EXERCISE:
Type out each entry exactly as it appears, but keep every image out.

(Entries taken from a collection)
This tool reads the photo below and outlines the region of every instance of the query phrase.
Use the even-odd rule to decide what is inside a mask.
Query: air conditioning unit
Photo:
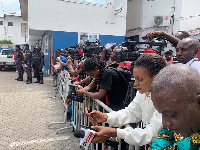
[[[169,26],[170,16],[154,16],[154,25],[155,26]]]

ANSWER:
This tool reads the photo below and outlines the region of every instance of the query phrase.
Use the even-odd rule to decide what is inside a mask.
Query: air conditioning unit
Photo:
[[[169,26],[170,16],[154,16],[154,25],[155,26]]]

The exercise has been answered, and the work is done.